### Page excerpt
★ ★ ★ ★ ★ ★ ★
What does this data mean? Not much I’m afraid. There are gaping holes in all the data; every country used different testing criteria and methods, some testing a far greater percentage of their population than others – a daily topic here in the US every single day now for three months. Additionally, deaths from the virus are highly unreliable. China has been widely accused of severely under-reporting their deaths and in fact, have already changed their total once to date. In the US there are numerous tales of people having the virus listed as their cause of death but the family insisting that it was actually an underlying cause. NYC recently added 3,000 to their total based upon an assumption that the deaths without a specific cause “were likely due to the virus”. Hospitals receive significantly compensation higher payments from the government for deaths listed as COVID-19 as opposed to pneumonia or something else and doctors are being pressured to list the virus as the cause of death. What this all means is that the true numbers will never be known.
★ ★ ★ ★ ★ ★ ★
### Data extracts
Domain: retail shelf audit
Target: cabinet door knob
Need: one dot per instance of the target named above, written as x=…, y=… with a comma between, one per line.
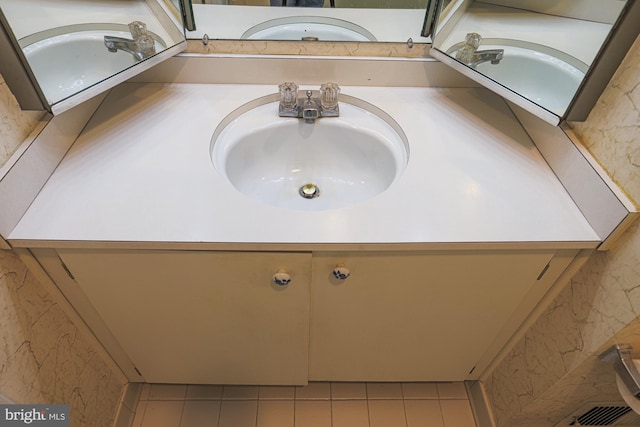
x=281, y=278
x=341, y=272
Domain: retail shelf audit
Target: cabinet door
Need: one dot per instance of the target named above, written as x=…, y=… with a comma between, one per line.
x=417, y=316
x=202, y=317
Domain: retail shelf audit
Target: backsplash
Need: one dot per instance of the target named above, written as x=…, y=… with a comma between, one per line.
x=44, y=356
x=554, y=369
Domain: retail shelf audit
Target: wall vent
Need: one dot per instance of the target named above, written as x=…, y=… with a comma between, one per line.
x=602, y=414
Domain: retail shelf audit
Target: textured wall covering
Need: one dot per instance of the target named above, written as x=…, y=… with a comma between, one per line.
x=554, y=369
x=44, y=357
x=15, y=124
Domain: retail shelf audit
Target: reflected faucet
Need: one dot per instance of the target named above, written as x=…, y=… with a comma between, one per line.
x=141, y=46
x=323, y=104
x=469, y=54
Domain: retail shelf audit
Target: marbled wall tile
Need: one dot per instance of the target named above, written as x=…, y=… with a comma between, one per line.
x=554, y=369
x=611, y=130
x=15, y=124
x=266, y=47
x=43, y=357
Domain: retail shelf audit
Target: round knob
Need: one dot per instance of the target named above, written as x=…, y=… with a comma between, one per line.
x=341, y=272
x=281, y=278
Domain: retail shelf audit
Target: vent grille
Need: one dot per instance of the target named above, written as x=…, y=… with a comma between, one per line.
x=601, y=416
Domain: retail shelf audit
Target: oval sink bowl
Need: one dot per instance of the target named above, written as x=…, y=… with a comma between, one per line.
x=546, y=76
x=308, y=28
x=68, y=59
x=332, y=163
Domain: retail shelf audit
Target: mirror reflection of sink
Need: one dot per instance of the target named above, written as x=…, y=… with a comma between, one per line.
x=68, y=59
x=332, y=163
x=546, y=76
x=308, y=27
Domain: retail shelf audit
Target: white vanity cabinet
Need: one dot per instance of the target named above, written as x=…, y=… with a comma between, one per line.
x=414, y=316
x=217, y=317
x=202, y=317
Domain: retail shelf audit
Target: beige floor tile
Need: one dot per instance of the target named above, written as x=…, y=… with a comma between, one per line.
x=384, y=391
x=348, y=391
x=238, y=413
x=275, y=413
x=419, y=390
x=386, y=413
x=204, y=392
x=162, y=413
x=313, y=413
x=423, y=413
x=457, y=413
x=200, y=413
x=349, y=413
x=277, y=393
x=455, y=390
x=167, y=392
x=240, y=392
x=314, y=391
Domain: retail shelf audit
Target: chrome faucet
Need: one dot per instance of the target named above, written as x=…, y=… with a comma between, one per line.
x=316, y=104
x=141, y=46
x=469, y=54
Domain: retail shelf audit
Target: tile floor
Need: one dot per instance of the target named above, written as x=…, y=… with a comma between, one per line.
x=319, y=404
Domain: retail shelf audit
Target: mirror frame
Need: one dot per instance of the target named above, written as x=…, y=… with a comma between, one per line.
x=618, y=42
x=24, y=85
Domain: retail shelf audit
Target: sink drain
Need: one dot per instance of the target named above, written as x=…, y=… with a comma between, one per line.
x=309, y=191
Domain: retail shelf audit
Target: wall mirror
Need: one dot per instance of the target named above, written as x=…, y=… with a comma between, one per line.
x=58, y=53
x=552, y=58
x=324, y=20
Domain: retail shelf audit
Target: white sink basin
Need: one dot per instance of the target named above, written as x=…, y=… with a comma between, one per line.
x=279, y=161
x=66, y=60
x=546, y=76
x=308, y=27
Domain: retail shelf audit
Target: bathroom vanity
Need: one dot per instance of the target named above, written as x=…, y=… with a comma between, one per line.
x=173, y=268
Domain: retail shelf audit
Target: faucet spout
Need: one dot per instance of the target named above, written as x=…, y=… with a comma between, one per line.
x=469, y=54
x=314, y=106
x=141, y=46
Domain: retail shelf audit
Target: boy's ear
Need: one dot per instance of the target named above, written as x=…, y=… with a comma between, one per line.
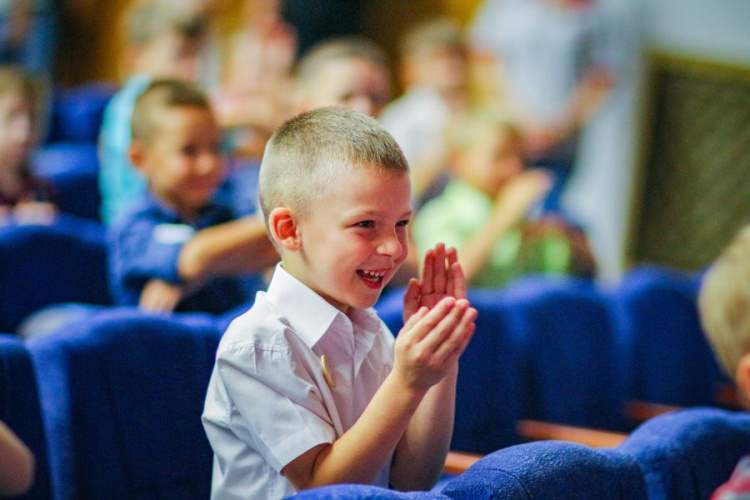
x=742, y=377
x=283, y=227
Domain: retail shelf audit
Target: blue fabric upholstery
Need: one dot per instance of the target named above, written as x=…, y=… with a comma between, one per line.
x=20, y=409
x=364, y=492
x=77, y=112
x=550, y=469
x=568, y=360
x=50, y=264
x=122, y=397
x=73, y=170
x=686, y=455
x=662, y=344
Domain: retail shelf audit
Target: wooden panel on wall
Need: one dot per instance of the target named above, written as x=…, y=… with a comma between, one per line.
x=694, y=187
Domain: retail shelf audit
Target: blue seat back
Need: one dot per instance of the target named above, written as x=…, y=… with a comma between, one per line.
x=20, y=409
x=73, y=170
x=550, y=469
x=122, y=397
x=51, y=264
x=664, y=350
x=570, y=374
x=688, y=454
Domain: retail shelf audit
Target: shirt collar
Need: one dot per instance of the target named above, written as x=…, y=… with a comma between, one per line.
x=309, y=314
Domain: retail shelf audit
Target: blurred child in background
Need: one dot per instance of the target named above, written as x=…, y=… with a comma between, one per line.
x=21, y=193
x=162, y=41
x=484, y=211
x=178, y=250
x=351, y=72
x=434, y=70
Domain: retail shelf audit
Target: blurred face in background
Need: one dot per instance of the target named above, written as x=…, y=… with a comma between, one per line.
x=352, y=83
x=170, y=55
x=17, y=133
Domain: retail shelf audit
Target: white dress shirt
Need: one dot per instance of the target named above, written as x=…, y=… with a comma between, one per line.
x=268, y=401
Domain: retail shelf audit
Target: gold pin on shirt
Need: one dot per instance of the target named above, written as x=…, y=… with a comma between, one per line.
x=326, y=373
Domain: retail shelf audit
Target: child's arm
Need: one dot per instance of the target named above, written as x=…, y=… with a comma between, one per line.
x=420, y=455
x=239, y=246
x=425, y=351
x=511, y=205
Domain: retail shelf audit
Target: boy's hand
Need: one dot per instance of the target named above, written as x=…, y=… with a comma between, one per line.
x=160, y=296
x=442, y=277
x=431, y=341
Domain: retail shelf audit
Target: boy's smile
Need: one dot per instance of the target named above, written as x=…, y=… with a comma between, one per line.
x=355, y=238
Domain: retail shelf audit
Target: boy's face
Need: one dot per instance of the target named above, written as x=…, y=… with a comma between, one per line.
x=355, y=238
x=182, y=161
x=16, y=130
x=350, y=83
x=493, y=159
x=171, y=55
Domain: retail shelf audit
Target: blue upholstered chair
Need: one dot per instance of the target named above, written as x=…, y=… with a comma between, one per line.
x=73, y=170
x=51, y=264
x=20, y=409
x=568, y=354
x=663, y=349
x=550, y=469
x=122, y=396
x=686, y=455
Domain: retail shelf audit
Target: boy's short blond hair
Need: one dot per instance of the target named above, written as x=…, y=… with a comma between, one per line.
x=351, y=47
x=307, y=152
x=463, y=133
x=160, y=95
x=724, y=303
x=146, y=20
x=438, y=33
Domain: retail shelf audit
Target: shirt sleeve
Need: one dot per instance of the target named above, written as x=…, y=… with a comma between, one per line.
x=279, y=405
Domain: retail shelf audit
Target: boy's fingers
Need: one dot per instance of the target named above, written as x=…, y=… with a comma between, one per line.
x=439, y=269
x=456, y=343
x=444, y=328
x=427, y=273
x=426, y=325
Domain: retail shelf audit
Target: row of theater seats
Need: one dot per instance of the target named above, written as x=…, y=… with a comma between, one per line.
x=561, y=351
x=112, y=410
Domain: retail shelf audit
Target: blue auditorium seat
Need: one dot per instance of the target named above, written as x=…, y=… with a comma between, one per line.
x=686, y=455
x=122, y=396
x=488, y=392
x=664, y=351
x=77, y=112
x=568, y=353
x=73, y=170
x=51, y=264
x=20, y=409
x=548, y=470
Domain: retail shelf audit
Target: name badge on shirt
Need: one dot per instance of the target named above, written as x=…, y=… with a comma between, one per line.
x=172, y=234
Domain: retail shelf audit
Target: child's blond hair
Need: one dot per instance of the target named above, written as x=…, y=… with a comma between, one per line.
x=724, y=303
x=161, y=95
x=307, y=152
x=350, y=47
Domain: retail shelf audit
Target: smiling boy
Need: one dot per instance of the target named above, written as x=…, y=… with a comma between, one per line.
x=309, y=387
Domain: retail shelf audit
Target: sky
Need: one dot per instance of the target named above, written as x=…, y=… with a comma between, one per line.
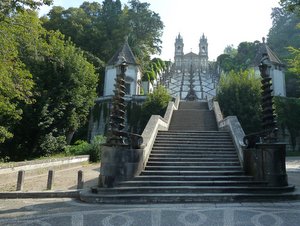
x=223, y=22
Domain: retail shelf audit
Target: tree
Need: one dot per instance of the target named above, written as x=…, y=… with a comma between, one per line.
x=239, y=94
x=288, y=111
x=101, y=28
x=155, y=104
x=8, y=7
x=240, y=59
x=16, y=80
x=291, y=5
x=64, y=90
x=146, y=29
x=283, y=33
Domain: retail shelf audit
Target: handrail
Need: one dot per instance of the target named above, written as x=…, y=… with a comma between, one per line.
x=155, y=124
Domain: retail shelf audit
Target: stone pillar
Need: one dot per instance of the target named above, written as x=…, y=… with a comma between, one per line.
x=20, y=181
x=50, y=179
x=266, y=163
x=120, y=164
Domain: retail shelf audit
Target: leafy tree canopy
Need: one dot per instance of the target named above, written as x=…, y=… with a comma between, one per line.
x=101, y=28
x=9, y=7
x=239, y=94
x=64, y=88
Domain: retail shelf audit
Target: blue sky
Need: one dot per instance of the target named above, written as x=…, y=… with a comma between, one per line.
x=224, y=22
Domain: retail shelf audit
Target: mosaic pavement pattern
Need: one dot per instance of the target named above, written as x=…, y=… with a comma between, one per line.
x=70, y=212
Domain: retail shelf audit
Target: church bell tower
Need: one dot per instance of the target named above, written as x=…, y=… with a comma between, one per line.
x=178, y=57
x=203, y=53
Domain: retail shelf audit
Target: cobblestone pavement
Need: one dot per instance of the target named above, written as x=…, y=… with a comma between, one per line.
x=66, y=212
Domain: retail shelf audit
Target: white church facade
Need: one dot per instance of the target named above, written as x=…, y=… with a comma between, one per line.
x=186, y=62
x=133, y=72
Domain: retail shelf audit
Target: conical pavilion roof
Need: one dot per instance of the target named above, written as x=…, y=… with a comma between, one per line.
x=124, y=51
★ ★ ★ ★ ★ ★ ★
### The problem
Answer these from the passage on COVID-19 figures:
1. How many deaths did NYC recently add to its total?
2. What has China been widely accused of?
3. For how long has testing been a daily topic in the US?

### The answer
1. 3,000
2. Severely under-reporting its deaths
3. Three months